> [WHAT THE TASK ASKS] Copy all of the material word for word, except for the pictures.

> [SUPPLIED RECORDS]

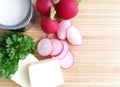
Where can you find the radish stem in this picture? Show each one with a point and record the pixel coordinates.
(55, 1)
(52, 13)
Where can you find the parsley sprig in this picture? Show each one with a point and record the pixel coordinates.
(14, 47)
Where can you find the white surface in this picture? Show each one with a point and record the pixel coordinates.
(47, 73)
(21, 77)
(13, 11)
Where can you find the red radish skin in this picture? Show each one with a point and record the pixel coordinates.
(43, 7)
(57, 47)
(67, 9)
(74, 36)
(68, 61)
(44, 47)
(62, 28)
(64, 52)
(48, 25)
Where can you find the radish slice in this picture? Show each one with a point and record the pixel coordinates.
(67, 61)
(64, 52)
(44, 47)
(57, 47)
(74, 36)
(63, 26)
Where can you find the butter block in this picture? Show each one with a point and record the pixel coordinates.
(21, 77)
(46, 73)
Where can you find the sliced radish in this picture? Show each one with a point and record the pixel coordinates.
(57, 47)
(74, 36)
(64, 52)
(67, 61)
(44, 47)
(63, 26)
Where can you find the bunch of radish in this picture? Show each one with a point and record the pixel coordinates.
(57, 49)
(49, 9)
(52, 11)
(67, 31)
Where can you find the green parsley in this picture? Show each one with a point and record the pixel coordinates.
(14, 47)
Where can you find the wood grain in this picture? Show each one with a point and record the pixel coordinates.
(97, 60)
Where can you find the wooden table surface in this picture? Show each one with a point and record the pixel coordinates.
(97, 60)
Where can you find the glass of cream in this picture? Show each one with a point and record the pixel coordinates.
(16, 14)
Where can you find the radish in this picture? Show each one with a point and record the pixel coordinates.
(49, 25)
(64, 51)
(44, 47)
(67, 9)
(67, 61)
(62, 28)
(43, 7)
(74, 36)
(57, 47)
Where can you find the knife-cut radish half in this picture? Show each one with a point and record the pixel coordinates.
(74, 36)
(62, 28)
(57, 47)
(44, 47)
(67, 61)
(64, 51)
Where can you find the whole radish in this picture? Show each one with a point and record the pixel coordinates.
(67, 9)
(49, 24)
(43, 7)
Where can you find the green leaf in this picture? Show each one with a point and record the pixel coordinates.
(14, 47)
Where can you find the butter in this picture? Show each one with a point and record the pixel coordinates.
(21, 77)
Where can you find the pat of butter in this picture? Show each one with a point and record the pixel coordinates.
(46, 73)
(21, 77)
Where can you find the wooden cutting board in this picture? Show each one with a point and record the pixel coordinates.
(97, 60)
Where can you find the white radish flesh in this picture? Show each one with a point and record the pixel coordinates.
(44, 47)
(63, 26)
(64, 52)
(74, 36)
(57, 47)
(67, 61)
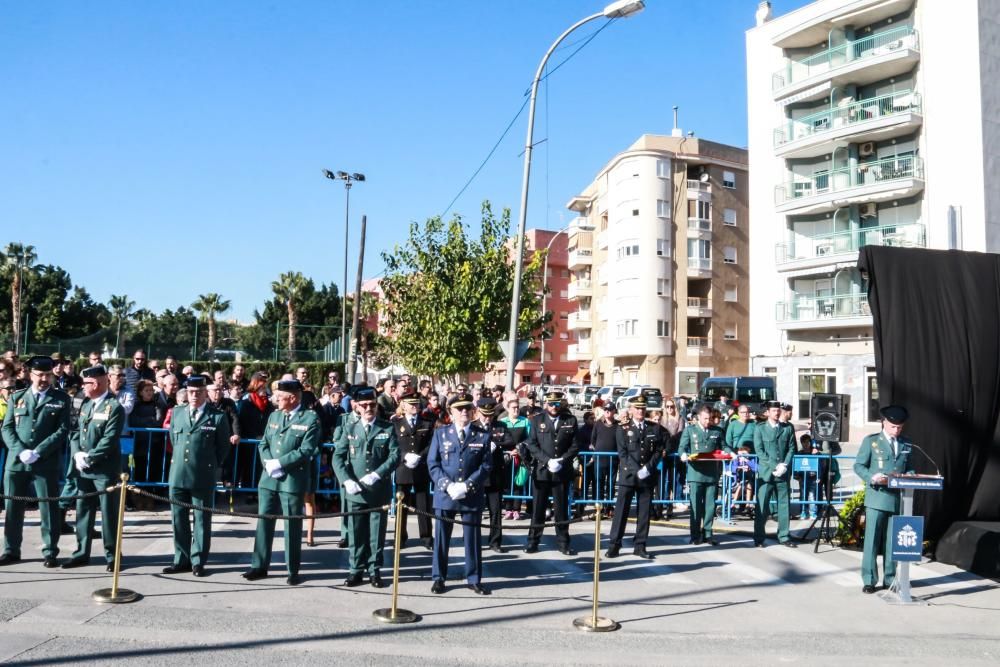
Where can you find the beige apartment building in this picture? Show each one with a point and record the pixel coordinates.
(659, 288)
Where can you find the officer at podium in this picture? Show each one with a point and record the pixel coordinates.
(882, 454)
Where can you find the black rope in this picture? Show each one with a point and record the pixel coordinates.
(254, 515)
(486, 526)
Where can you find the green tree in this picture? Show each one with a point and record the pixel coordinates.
(447, 296)
(209, 305)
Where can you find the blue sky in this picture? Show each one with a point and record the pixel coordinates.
(163, 150)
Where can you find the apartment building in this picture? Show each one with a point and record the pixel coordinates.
(871, 122)
(659, 266)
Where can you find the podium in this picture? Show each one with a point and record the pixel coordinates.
(907, 534)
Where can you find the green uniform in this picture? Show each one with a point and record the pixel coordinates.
(41, 424)
(101, 424)
(358, 452)
(201, 447)
(702, 476)
(773, 445)
(876, 455)
(294, 441)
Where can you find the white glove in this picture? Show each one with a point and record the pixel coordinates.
(28, 456)
(80, 460)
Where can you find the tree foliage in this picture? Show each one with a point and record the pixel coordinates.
(448, 295)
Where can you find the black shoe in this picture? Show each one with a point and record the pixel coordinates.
(176, 569)
(479, 589)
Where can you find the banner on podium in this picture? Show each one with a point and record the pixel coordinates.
(907, 538)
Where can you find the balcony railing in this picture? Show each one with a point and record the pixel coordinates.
(878, 44)
(856, 112)
(864, 174)
(833, 307)
(909, 234)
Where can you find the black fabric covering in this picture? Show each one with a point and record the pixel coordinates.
(937, 352)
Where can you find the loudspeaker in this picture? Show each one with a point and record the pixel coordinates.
(831, 415)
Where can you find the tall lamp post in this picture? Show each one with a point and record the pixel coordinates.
(618, 9)
(349, 180)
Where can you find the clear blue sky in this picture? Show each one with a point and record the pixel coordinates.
(163, 150)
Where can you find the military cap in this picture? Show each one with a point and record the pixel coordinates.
(94, 371)
(460, 401)
(895, 414)
(487, 405)
(293, 386)
(39, 363)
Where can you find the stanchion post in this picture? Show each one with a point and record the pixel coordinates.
(595, 623)
(114, 594)
(394, 614)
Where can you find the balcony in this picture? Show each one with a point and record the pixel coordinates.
(580, 351)
(580, 258)
(873, 119)
(699, 267)
(824, 312)
(578, 288)
(889, 178)
(814, 251)
(580, 319)
(860, 61)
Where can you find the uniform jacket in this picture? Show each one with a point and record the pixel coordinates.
(200, 448)
(358, 453)
(875, 456)
(42, 426)
(638, 448)
(295, 443)
(546, 443)
(451, 461)
(696, 440)
(100, 431)
(413, 440)
(773, 445)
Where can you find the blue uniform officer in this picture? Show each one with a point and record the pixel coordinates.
(459, 463)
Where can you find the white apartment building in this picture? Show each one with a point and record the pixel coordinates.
(658, 266)
(870, 122)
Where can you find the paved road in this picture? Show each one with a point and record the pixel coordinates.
(696, 605)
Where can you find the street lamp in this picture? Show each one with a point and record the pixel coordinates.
(349, 180)
(619, 9)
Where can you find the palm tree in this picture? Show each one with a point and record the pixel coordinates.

> [RESULT OF THIS EXERCISE]
Where can you find the radish stem in this picture? Show each one with a point and record the pixel coordinates.
(55, 1)
(52, 13)
Where can you find the parsley sprig in this picture? Show each one with a point and record the pixel coordinates.
(14, 47)
Where can you find the white surface in this picture? Show each one with a point and record the pixel coordinates.
(47, 73)
(21, 77)
(13, 11)
Where can you find the red radish skin in this picture? Show each one with a point and record the pixel coordinates.
(43, 7)
(57, 47)
(67, 9)
(74, 36)
(68, 61)
(44, 47)
(62, 28)
(64, 52)
(48, 25)
Where can you find the radish slice in this picture? Show each one with a point and record the pixel coordinates.
(67, 61)
(64, 52)
(44, 47)
(57, 47)
(74, 36)
(63, 26)
Where can you find the butter block in this picture? Show each one with a point and record the pixel coordinates.
(21, 77)
(46, 73)
Where can you find the sliced radish in this picture? Show each one with a point and record the pixel coordinates.
(57, 47)
(74, 36)
(64, 52)
(67, 61)
(44, 47)
(63, 26)
Where can you find the bunch of radish in this picture? Show each one with a point and record the pixel coordinates.
(57, 49)
(49, 9)
(52, 11)
(67, 31)
Where can you find the green parsley in this picture? Show each one with a point and record the pixel coordinates.
(14, 47)
Where can you find the wood grain in this picture? Show each one with a point and record the pixel coordinates.
(97, 60)
Where can you find the wooden table surface in this picture? Show each one with a point and record the pixel coordinates.
(97, 60)
Where can you find the glass of cream in this picture? Show each one with a point and record the pixel coordinates.
(16, 14)
Where can you find the radish in this picture? Show each one with a point and record the pixel coordinates.
(49, 25)
(64, 51)
(44, 47)
(67, 9)
(67, 61)
(62, 28)
(43, 7)
(74, 36)
(57, 47)
Where can you find the knife-cut radish half in this picture? Show each one with a point and record the pixel coordinates.
(74, 36)
(62, 28)
(57, 47)
(44, 47)
(67, 61)
(64, 51)
Where can you find the whole radish in this picture? Show each one with a point and record the pixel coordinates.
(67, 9)
(49, 24)
(43, 7)
Where can you find the green leaf in this picture? Show each one with a point and record the pixel coordinates.
(14, 47)
Where can you find the butter in this picture? Show each one with a point and record the pixel coordinates.
(21, 77)
Where can you find the pat of butter in this picture? Show each one with a point and record the pixel coordinates.
(46, 73)
(21, 77)
Where can you find the wooden cutting board in this picture? Show each one with a point and record the pixel coordinates.
(97, 60)
Where can you find the white radish flesh in this picture? Show each one with a point and record the pixel coordinates.
(44, 47)
(63, 26)
(64, 52)
(74, 36)
(57, 47)
(67, 61)
Where can you find the beige apartment building in this picture? Show each one with a point and record the pixel coordinates.
(659, 288)
Where can you find the officer at podium in this picture? Show each one with a point and record the pixel coordinates.
(882, 454)
Where can you find the black rope in this picture? Show each one with a point and record the pixel coordinates.
(254, 515)
(486, 526)
Where can you find the green tree in this picture? Show each one with a point and record the pixel coordinates.
(447, 296)
(209, 305)
Where can you find the blue sky in this picture? Show each one with a point and record the pixel coordinates.
(163, 150)
Where can you find the apartment building in this picture? Show each one with a point and record the pixel coordinates.
(871, 122)
(659, 266)
Where can you find the podium in this picture? Show each one with a point and record the pixel coordinates.
(907, 534)
Where can you find the green uniform in this picture? Show each one with a point and record the pixel coordinates.
(41, 424)
(101, 424)
(358, 452)
(201, 447)
(702, 476)
(773, 445)
(876, 455)
(294, 441)
Where can you find the white glove in this picture? Show each one with a point and record the pixel coordinates.
(28, 456)
(80, 460)
Where can you find the tree foliage in this picture? Show each one with a point and record the pixel coordinates.
(448, 295)
Where can you find the black shoe in this picture? Show each one with a point and record the pixel coordinates.
(176, 569)
(479, 589)
Where can you find the banner on podium in this picture? Show each one with a point and record the pixel coordinates.
(907, 538)
Where can you find the balcony railing in this picture? Show each one with a point and record the pixel coordinates.
(878, 44)
(856, 112)
(864, 174)
(833, 307)
(909, 234)
Where can you find the black fabric covering in this picture? Show each one with a point and record the pixel coordinates.
(937, 352)
Where can you find the loudspeaker in this picture? Show each one with a point and record the pixel coordinates.
(831, 415)
Where can you find the tall lamp post in this picture? Show each one with a point and record the pixel coordinates.
(618, 9)
(349, 180)
Where can you find the clear blue sky in this picture? Show each one with a point and record the pixel coordinates.
(163, 150)
Where can you find the military cap in this picture? Show each one with a point and record the pixel coordinates.
(94, 371)
(460, 401)
(895, 414)
(487, 405)
(293, 386)
(39, 363)
Where can you find the stanchion post in this picture? Show each one with a point and record the pixel coordinates.
(595, 623)
(114, 594)
(394, 614)
Where can you find the balcony in this picture? Show each one with a point and record the pixel coordinates.
(580, 351)
(580, 258)
(873, 119)
(699, 267)
(824, 312)
(578, 288)
(889, 178)
(814, 251)
(580, 319)
(860, 61)
Where can you find the uniform jacket in this picture? Show each one with a point and record the pixel coordinates.
(200, 448)
(358, 453)
(875, 456)
(42, 426)
(638, 448)
(295, 443)
(546, 443)
(451, 461)
(696, 440)
(100, 431)
(413, 440)
(773, 445)
Where can you find the blue uniform officer in this picture? Show each one with a point and record the pixel coordinates.
(459, 463)
Where can you find the white apartment building in this picture? Show each one with a point and record the pixel coordinates.
(658, 266)
(870, 122)
Where can you find the paved road in this picture? Show each one with a point and record the pixel coordinates.
(696, 605)
Where can you find the street lamp in this picture? Show each one with a point and record the pixel coordinates.
(349, 180)
(619, 9)
Where can you find the palm tree in this picture? Show each one with a point and record the pixel coordinates.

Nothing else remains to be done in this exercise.